Direction: Collect every line of the records below that contains the word "wooden", and copy each one out in full.

Boundary labeling items:
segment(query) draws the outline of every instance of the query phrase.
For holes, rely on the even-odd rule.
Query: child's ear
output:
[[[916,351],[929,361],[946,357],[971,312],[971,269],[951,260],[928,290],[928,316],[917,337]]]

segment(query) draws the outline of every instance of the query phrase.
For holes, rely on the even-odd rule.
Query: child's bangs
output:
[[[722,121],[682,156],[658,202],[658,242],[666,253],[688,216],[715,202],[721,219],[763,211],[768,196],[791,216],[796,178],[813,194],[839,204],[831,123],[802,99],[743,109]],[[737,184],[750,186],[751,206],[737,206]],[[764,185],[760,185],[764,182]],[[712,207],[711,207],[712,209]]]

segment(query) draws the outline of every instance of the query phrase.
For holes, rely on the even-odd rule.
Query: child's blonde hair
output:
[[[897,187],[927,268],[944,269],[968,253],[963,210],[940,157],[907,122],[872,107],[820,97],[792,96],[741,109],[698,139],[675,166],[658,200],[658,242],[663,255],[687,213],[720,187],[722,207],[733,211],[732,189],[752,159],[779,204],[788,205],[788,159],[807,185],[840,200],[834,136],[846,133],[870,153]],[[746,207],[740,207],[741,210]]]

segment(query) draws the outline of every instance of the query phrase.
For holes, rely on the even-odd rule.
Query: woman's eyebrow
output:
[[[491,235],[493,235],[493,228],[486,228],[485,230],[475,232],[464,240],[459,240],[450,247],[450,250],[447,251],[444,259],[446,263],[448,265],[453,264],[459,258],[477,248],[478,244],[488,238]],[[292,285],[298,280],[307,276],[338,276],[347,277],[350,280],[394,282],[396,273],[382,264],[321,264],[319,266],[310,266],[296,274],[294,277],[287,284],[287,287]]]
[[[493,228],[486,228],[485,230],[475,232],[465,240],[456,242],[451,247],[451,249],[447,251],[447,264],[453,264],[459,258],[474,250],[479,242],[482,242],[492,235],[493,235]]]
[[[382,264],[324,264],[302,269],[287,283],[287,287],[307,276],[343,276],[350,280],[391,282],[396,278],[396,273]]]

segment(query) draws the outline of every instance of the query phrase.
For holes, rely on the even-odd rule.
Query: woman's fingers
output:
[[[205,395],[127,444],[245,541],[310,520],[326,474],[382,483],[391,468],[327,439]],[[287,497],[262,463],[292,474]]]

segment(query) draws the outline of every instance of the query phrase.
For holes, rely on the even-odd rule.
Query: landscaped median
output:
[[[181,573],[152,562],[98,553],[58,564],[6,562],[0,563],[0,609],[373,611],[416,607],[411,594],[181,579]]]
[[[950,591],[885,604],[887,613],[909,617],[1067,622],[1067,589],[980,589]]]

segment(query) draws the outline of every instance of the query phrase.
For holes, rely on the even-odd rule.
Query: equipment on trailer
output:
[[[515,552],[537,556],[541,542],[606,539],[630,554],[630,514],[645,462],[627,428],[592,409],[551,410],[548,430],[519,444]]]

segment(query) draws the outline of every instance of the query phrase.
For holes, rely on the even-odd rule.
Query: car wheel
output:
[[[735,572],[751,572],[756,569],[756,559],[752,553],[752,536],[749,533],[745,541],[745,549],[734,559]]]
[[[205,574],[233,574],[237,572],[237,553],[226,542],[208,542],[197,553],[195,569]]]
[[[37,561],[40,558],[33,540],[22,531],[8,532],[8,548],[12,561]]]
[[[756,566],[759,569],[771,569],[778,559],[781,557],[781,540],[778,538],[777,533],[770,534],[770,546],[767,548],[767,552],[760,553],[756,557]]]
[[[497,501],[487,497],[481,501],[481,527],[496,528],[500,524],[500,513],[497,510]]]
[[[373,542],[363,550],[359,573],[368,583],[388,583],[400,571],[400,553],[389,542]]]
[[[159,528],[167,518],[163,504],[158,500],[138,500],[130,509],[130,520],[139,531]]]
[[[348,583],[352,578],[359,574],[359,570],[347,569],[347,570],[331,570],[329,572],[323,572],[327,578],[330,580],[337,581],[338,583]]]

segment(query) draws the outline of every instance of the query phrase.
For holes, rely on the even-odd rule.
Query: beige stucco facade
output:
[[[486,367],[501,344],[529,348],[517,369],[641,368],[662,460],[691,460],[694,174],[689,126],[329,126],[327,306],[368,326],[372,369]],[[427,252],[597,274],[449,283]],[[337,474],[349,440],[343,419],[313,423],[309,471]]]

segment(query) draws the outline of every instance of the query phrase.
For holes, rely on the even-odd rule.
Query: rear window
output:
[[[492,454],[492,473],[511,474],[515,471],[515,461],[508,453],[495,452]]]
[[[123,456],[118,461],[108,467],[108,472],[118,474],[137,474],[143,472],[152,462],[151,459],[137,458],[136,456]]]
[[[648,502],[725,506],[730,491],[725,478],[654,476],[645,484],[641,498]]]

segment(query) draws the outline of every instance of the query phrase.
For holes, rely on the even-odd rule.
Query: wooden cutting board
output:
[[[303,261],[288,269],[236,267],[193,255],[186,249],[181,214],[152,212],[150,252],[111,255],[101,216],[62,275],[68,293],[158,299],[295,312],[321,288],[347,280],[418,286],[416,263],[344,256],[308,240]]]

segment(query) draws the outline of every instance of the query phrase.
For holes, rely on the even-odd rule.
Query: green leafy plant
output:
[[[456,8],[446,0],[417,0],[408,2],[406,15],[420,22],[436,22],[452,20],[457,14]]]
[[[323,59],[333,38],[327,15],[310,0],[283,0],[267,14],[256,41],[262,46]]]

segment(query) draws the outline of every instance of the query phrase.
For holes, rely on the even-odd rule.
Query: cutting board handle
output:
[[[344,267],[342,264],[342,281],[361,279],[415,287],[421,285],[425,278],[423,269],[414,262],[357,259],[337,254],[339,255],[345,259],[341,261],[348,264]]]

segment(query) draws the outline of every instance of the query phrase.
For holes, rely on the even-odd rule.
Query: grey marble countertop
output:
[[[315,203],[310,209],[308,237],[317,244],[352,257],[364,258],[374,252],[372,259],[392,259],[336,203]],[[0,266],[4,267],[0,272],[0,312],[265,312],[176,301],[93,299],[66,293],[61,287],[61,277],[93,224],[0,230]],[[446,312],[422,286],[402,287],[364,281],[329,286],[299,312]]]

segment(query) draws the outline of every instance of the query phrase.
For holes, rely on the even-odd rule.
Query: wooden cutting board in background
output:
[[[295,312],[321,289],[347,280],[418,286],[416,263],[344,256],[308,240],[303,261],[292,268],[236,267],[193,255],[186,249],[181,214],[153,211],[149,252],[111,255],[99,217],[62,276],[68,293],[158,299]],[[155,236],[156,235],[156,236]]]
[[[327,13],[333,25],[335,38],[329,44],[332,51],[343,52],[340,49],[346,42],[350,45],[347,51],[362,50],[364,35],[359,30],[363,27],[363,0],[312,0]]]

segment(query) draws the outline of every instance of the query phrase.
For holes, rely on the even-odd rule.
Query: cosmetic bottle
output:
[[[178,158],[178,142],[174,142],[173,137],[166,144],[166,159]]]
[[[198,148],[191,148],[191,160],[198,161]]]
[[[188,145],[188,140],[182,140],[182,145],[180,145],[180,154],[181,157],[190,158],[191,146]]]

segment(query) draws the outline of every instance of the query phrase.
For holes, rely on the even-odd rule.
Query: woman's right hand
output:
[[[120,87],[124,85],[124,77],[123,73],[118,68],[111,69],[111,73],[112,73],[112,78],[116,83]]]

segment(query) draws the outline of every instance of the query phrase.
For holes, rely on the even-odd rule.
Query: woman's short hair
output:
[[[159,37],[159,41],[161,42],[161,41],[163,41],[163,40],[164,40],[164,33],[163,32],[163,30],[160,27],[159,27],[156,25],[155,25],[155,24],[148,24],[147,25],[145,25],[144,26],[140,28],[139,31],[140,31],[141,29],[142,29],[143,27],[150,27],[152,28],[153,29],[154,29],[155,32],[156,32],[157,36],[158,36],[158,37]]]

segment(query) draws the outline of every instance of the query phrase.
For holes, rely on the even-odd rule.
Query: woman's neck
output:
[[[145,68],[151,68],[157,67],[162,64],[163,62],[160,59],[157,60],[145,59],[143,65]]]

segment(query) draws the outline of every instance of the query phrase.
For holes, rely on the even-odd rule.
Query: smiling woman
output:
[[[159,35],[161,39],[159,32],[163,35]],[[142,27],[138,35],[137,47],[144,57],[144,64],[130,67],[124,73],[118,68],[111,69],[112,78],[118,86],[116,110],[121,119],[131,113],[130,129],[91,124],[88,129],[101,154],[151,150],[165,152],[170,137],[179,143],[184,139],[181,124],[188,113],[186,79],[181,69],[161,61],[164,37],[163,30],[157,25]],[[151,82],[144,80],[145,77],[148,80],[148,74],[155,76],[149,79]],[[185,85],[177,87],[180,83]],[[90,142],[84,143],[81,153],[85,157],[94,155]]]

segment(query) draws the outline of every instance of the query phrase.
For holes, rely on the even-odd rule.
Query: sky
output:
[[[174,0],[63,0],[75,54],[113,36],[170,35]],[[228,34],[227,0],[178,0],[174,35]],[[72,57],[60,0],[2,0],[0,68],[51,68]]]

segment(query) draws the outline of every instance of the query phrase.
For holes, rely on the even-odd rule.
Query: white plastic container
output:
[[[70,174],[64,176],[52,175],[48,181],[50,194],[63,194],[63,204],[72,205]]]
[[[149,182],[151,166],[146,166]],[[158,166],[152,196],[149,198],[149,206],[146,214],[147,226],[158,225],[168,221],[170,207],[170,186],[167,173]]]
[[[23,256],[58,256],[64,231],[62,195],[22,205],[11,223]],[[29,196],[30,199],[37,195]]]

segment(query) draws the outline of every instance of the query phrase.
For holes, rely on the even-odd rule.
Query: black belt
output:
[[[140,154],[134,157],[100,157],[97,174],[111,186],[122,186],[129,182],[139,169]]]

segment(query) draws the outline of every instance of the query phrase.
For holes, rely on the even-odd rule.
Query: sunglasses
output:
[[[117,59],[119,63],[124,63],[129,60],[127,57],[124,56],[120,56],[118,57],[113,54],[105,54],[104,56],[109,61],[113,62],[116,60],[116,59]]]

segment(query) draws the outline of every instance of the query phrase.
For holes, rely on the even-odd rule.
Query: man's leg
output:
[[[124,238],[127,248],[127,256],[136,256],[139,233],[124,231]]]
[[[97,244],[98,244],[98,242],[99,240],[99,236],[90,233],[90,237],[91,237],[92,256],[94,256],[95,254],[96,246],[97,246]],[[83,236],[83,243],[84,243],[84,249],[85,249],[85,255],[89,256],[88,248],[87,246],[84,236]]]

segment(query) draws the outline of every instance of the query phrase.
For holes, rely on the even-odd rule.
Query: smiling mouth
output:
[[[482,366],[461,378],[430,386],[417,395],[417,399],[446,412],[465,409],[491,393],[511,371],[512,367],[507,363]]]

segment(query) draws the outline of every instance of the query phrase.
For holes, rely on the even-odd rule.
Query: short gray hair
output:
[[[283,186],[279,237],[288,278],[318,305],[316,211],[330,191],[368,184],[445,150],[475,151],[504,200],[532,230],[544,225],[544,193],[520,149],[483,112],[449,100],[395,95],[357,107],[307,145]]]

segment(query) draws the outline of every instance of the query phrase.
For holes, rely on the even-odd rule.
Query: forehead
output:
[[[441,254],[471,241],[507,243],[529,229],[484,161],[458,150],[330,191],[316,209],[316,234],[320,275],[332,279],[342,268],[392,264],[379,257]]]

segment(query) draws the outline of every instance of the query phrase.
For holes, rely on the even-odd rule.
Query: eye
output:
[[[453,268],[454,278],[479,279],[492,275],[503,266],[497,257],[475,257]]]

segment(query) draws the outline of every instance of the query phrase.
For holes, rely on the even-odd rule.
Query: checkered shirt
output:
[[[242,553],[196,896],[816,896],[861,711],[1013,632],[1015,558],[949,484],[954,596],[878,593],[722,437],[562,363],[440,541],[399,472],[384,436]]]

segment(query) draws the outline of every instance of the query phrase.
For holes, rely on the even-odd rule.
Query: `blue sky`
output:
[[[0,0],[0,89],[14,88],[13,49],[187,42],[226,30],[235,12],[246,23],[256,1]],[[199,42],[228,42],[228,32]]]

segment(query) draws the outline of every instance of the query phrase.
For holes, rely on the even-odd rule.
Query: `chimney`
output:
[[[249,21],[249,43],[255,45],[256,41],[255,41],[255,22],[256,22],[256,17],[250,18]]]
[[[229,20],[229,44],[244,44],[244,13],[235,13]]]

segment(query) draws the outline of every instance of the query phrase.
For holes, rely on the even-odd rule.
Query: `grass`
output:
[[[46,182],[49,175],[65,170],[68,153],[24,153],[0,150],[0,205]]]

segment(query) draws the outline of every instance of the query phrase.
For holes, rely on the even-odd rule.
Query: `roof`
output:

Worked answer:
Query: wooden cutting board
Query: wooden cutting board in background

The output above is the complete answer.